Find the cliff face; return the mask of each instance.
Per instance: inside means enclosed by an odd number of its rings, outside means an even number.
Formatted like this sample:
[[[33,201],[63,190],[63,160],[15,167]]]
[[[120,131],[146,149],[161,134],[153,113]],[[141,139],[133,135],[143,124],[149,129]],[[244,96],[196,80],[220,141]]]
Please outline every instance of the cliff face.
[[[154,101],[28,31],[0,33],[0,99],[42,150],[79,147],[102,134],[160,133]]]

The exercise:
Select each line of the records that contains the word "face", and copy those lines.

Written reply:
Find the cliff face; return the mask of each instance.
Please outline every instance of the cliff face.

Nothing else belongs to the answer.